Work instruction:
Reproduce the climate impacts activity below from "Ask them to" to "move their ranges.", swapping "warming temperatures" for "rising temperatures".

Given passage:
"""

Practicing Studying Climate Impacts

A tool to get more comfortable describing daily climate impacts

Time: 15 minutes Group Size: 5-100+ people

This tool is to help people get better at seeing climate impacts everywhere. It’s great after people get a briefing on climate change and its wide-ranging impacts or for a medium- to experienced group that needs to get better at communicating about climate impacts.


Hand everyone a picture, such as:


Get people into small groups, looking at the picture.

Ask them to list in small groups how many different things they see impacted by climate change. How does climate change impact them and how?

(You can easily make this a competition: “Which group gets the most?”)

Then have people come back to the large group and share.


Here are some examples from the above picture:

BIRDS • Birds, like most animals, are deeply impacted by climate change. The changing weather means: Migratory birds are changing when they migrate, sometimes causing problems when they arrive too early or too late. This is causing them to arrive at the wrong time for their food sources or nesting sources.

In environments with seasons, egg laying is typically happening earlier, in response to the warming temperatures.

Birds are experiencing restricted ranges or poor ability to move their ranges.

"""

Input data:
"""

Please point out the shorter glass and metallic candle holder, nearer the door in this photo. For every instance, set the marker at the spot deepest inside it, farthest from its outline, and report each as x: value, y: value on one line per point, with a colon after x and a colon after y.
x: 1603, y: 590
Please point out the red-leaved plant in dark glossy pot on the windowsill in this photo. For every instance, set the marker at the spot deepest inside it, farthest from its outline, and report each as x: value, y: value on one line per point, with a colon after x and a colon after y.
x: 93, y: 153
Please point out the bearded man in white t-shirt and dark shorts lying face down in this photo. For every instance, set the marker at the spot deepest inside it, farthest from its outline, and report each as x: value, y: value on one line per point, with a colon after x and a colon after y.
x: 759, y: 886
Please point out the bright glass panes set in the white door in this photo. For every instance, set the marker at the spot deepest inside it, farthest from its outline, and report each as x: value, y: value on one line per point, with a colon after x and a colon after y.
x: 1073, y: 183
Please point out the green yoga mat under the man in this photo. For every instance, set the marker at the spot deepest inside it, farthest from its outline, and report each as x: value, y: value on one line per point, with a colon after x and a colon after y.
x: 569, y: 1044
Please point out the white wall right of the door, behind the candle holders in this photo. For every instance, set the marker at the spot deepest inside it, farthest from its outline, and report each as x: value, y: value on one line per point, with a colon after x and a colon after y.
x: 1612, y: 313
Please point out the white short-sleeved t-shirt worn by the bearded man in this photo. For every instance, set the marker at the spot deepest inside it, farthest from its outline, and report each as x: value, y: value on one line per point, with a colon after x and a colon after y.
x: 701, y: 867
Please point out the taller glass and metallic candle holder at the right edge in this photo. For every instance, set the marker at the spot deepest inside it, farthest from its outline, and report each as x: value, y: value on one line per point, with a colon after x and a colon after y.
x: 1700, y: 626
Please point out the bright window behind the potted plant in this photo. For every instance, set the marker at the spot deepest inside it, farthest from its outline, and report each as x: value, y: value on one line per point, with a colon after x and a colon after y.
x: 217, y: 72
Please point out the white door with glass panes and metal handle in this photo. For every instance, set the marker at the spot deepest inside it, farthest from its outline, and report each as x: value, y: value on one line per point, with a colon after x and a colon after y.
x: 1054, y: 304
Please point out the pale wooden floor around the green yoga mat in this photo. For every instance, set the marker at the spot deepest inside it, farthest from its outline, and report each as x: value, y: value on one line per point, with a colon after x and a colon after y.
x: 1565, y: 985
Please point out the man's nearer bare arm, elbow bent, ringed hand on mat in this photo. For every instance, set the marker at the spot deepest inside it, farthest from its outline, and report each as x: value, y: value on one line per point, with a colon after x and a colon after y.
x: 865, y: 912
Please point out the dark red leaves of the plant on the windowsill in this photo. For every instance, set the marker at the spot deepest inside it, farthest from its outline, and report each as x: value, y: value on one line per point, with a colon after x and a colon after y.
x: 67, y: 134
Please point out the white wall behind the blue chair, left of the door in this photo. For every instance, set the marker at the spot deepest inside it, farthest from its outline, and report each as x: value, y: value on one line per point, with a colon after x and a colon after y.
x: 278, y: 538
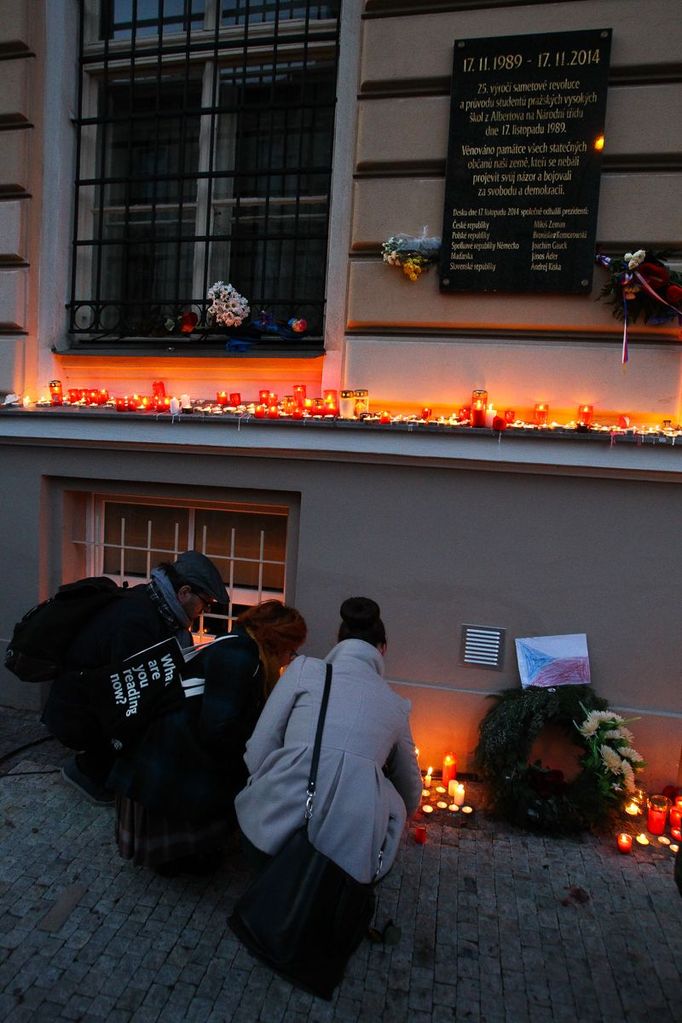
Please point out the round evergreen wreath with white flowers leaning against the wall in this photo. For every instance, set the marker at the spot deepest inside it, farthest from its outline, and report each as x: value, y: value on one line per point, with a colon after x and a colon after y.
x: 536, y: 797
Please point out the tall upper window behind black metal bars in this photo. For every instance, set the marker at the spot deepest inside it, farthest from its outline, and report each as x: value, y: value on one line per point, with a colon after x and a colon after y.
x: 205, y: 154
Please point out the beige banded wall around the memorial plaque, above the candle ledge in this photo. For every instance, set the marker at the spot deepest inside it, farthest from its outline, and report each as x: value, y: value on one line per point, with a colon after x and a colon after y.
x: 412, y: 344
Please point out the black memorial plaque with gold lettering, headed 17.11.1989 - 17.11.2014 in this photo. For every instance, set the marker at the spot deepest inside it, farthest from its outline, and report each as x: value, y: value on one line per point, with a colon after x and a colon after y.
x: 522, y: 193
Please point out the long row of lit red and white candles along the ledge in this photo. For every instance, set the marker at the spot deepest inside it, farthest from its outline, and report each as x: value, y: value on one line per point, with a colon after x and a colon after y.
x: 347, y: 405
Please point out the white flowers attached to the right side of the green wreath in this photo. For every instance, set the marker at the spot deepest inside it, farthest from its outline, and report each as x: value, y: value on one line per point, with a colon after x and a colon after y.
x: 610, y: 758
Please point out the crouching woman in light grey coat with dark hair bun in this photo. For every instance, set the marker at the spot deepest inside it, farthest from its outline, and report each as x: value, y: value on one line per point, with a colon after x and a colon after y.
x: 369, y: 781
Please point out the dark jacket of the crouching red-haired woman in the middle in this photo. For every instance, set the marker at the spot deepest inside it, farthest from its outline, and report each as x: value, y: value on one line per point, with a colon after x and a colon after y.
x: 190, y: 763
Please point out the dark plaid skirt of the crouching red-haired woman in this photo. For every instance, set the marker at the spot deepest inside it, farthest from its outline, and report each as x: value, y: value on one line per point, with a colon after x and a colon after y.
x: 151, y: 839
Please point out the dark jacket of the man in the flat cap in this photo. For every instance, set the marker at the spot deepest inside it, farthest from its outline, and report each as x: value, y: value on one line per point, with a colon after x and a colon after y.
x: 129, y: 625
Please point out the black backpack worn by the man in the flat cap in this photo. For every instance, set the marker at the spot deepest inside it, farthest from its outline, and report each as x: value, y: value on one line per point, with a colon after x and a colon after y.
x: 37, y: 650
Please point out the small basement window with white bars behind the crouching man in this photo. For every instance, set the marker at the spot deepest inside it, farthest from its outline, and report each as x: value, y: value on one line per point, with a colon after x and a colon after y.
x: 126, y: 540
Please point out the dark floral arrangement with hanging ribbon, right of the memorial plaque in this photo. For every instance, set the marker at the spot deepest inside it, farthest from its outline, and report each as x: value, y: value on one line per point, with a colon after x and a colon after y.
x: 643, y: 285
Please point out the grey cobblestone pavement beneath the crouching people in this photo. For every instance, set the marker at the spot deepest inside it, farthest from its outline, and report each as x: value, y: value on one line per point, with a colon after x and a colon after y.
x: 497, y: 926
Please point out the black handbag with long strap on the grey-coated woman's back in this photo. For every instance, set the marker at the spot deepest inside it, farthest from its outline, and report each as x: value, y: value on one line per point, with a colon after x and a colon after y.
x: 303, y: 915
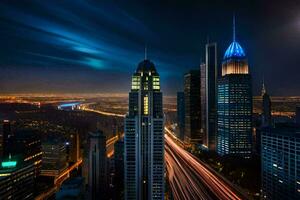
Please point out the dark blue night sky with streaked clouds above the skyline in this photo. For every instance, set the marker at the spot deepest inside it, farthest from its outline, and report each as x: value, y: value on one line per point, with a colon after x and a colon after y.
x: 77, y: 46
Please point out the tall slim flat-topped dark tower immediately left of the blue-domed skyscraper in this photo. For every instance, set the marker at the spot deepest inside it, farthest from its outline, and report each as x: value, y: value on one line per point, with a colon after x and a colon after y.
x: 209, y: 74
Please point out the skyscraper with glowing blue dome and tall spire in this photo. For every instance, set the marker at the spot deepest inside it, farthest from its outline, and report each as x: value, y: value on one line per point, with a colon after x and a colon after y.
x: 235, y: 103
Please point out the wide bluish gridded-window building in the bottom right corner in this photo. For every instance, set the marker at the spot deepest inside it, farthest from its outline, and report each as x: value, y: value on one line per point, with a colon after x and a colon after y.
x: 280, y: 162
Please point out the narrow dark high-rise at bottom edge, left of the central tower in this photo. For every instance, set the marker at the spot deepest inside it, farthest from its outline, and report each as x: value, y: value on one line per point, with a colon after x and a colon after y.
x: 97, y: 166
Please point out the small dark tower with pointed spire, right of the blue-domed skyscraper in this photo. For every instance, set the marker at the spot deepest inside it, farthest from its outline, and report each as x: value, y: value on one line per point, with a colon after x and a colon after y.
x: 266, y: 108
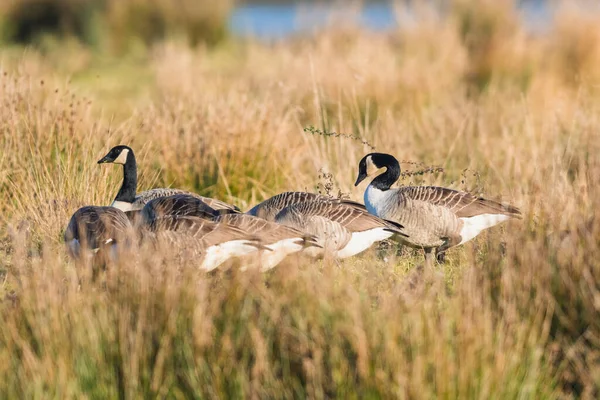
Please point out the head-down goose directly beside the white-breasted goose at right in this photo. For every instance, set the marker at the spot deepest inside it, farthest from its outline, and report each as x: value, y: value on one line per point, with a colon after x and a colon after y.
x: 343, y: 229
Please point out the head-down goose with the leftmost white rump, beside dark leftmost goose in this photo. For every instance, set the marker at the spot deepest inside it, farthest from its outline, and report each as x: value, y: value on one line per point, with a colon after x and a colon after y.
x: 212, y: 243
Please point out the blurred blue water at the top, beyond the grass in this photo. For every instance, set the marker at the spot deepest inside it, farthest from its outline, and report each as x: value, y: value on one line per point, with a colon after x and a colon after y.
x: 276, y: 21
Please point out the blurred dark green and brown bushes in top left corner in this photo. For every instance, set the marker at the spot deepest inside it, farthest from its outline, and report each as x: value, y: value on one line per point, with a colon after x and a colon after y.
x: 114, y: 24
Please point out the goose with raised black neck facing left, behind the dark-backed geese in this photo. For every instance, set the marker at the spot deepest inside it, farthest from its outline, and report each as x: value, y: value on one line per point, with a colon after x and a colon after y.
x: 127, y: 200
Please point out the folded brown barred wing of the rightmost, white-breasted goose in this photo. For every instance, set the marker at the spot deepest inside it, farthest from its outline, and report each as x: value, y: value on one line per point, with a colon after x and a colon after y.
x: 463, y: 204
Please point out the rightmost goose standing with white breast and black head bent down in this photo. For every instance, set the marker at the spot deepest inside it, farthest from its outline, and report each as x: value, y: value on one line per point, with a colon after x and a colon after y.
x: 433, y: 217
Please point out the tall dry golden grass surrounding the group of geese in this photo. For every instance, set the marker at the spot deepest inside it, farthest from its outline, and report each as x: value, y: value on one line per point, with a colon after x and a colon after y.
x: 514, y: 314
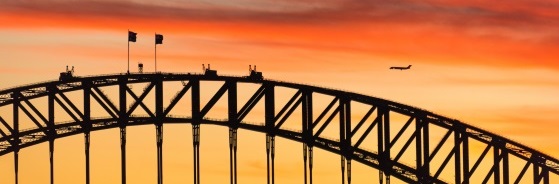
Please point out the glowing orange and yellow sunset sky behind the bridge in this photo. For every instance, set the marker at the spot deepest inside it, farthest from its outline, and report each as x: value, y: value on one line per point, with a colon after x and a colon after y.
x: 494, y: 65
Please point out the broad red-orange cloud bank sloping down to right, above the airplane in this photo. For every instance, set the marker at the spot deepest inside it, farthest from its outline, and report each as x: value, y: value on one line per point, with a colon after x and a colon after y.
x: 517, y: 34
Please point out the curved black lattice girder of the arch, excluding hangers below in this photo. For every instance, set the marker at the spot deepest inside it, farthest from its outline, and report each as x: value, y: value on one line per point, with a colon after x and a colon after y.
x: 14, y: 139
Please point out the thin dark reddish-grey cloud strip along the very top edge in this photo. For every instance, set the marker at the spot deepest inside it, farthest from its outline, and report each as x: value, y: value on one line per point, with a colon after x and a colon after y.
x: 401, y: 11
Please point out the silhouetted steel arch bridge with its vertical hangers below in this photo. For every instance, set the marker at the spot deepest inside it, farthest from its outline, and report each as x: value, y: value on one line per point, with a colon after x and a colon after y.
x: 337, y: 113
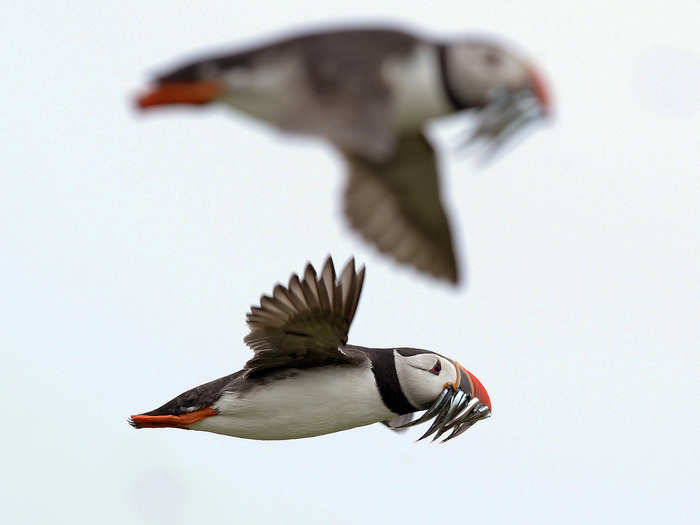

"""

Output:
Ask them to list in small groups how many different things they see impacted by climate change. How does climate change impact them and how?

(You can easily make this a competition: “Which group gets the most?”)

Then have people come back to the large group and share.


Here are some examples from the above picture:

BIRDS • Birds, like most animals, are deeply impacted by climate change. The changing weather means: Migratory birds are changing when they migrate, sometimes causing problems when they arrive too early or too late. This is causing them to arrive at the wrong time for their food sources or nesting sources.

In environments with seasons, egg laying is typically happening earlier, in response to the rising temperatures.

Birds are experiencing restricted ranges or poor ability to move their ranges.